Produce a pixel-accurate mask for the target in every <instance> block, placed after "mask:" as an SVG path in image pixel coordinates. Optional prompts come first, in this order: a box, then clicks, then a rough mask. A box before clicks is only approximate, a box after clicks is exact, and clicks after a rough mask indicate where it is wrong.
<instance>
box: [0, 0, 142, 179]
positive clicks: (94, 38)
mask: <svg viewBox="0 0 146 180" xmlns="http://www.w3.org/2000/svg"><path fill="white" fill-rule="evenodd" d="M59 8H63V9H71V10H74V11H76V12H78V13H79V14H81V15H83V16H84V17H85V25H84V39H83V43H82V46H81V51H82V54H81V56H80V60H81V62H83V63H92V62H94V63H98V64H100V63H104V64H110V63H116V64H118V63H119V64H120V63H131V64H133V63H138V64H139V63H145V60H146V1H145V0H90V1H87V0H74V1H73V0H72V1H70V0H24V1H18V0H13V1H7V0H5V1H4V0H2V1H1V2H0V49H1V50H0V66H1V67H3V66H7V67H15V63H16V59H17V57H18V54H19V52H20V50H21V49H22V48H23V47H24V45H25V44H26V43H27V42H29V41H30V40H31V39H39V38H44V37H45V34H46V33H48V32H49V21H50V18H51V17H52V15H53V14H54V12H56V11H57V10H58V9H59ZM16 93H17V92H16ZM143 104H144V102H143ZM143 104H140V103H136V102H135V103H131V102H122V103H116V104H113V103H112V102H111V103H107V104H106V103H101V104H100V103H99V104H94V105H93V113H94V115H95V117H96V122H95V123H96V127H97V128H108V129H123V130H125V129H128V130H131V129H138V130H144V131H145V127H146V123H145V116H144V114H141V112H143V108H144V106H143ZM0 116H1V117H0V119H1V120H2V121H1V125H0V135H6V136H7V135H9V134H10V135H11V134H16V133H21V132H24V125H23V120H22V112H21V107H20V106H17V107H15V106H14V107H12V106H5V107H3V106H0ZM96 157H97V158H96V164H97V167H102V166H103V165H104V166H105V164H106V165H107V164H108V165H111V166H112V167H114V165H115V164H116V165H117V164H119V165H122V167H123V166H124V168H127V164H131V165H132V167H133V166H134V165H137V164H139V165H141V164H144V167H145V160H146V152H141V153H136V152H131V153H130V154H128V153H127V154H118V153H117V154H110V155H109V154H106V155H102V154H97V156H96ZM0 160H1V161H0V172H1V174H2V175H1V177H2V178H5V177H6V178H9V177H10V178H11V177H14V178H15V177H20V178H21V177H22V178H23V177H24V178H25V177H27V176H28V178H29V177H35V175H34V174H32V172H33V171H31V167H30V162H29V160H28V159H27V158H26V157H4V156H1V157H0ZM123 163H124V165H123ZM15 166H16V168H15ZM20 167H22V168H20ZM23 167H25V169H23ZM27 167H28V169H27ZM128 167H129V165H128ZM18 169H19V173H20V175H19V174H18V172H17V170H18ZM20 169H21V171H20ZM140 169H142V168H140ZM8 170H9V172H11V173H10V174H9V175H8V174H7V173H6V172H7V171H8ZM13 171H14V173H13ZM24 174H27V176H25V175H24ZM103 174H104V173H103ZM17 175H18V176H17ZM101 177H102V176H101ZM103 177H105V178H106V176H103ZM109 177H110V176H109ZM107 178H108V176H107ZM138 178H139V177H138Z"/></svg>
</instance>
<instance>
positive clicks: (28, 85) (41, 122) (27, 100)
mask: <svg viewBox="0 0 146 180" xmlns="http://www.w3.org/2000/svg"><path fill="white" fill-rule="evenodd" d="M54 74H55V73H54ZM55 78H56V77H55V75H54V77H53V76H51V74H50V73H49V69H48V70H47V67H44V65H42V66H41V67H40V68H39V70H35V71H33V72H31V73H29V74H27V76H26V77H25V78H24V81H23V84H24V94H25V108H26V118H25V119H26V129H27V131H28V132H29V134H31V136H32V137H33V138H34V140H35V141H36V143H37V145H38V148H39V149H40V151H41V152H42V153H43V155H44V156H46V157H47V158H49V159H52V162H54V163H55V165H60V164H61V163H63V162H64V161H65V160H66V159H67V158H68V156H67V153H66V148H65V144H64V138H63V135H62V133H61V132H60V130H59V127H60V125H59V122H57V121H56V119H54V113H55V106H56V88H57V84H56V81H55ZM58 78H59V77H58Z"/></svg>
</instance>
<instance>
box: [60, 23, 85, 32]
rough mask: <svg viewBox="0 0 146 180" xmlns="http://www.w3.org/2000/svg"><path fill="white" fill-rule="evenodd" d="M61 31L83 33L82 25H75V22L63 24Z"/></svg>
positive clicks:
---------------
ASSIGNMENT | Whenever the string "rough" shows up in a line of the records, copy that line.

SOLUTION FOR THIS TASK |
Produce a pixel-accurate mask for the target in every <instance> block, placed after "mask:" as an SVG path in image pixel coordinates. Optional prompts come first, in this order: a box, then clicks, then a rough mask. A box before clicks is only approximate, a box after clicks is exact, and clicks after a rough mask indicate where it is wrong.
rough mask: <svg viewBox="0 0 146 180" xmlns="http://www.w3.org/2000/svg"><path fill="white" fill-rule="evenodd" d="M61 31L83 33L82 25H75V22L63 24Z"/></svg>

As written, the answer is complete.